- [Directive]: Find every line in the records that contains the word "mountain" and copy each of those lines.

- [Raw data]:
----------

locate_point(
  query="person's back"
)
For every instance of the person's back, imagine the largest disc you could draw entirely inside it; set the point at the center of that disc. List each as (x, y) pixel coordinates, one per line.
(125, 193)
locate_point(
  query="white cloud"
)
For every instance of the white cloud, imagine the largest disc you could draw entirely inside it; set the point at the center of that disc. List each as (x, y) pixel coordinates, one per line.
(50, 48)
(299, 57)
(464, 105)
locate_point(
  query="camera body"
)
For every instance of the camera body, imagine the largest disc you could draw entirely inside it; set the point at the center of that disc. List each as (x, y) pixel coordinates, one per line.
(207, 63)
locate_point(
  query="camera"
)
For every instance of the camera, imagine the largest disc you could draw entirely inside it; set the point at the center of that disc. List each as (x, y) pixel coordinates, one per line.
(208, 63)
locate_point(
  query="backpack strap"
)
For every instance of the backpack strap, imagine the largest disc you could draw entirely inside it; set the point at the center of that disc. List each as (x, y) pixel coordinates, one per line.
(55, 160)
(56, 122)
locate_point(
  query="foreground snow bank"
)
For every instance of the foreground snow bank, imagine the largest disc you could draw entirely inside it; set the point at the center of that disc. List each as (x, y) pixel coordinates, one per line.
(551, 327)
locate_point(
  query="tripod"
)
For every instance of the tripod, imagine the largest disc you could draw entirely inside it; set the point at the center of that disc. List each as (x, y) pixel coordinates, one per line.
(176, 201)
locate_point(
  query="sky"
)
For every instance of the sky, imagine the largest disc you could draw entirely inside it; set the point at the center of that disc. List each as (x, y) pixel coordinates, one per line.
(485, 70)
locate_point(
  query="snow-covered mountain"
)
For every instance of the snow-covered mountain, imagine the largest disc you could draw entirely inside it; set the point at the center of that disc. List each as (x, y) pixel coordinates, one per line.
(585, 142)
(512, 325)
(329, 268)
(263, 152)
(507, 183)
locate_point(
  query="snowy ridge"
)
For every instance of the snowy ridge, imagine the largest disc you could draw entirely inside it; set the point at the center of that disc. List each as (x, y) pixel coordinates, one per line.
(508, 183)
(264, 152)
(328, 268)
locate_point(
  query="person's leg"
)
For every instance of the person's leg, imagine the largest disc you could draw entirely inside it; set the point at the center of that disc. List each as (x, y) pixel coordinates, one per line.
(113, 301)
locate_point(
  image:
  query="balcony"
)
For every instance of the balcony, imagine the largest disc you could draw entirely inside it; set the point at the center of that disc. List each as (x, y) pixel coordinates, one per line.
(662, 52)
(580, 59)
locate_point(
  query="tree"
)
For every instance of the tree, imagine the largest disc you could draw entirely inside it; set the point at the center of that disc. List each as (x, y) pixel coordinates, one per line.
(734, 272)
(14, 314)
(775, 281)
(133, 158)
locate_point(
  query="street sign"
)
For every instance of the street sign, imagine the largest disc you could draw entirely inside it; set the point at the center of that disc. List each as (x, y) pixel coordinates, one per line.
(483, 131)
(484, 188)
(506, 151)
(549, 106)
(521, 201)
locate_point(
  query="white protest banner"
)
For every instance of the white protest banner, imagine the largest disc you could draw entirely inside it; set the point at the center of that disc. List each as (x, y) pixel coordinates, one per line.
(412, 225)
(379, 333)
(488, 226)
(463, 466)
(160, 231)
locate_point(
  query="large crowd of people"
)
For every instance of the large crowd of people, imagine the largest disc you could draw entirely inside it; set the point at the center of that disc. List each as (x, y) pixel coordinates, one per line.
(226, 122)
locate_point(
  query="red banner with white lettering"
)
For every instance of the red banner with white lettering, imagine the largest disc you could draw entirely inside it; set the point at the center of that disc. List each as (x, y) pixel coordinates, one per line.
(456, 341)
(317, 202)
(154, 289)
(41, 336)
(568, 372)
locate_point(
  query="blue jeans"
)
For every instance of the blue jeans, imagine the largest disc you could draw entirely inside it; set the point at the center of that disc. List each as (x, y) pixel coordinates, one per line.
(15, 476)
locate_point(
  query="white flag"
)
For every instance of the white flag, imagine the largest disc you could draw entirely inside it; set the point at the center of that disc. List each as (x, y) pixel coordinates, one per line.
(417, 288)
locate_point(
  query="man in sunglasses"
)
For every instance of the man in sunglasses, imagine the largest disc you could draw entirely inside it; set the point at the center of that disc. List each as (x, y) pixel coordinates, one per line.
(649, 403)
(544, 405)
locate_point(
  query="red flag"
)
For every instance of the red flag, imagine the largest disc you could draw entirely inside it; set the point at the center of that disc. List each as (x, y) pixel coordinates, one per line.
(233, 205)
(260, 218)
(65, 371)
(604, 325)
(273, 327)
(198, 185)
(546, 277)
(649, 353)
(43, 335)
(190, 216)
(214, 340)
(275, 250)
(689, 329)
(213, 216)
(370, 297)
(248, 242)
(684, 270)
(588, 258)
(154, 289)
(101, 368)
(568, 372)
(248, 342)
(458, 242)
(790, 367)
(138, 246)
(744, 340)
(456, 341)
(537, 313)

----------

- [Result of this task]:
  query="snow-covered mountain"
For every instance of the snow-covered mountain, imagine the largest disc you could draw entirely inside it; set the point at the center of that disc. List each as (x, y) pixel coordinates, one per line.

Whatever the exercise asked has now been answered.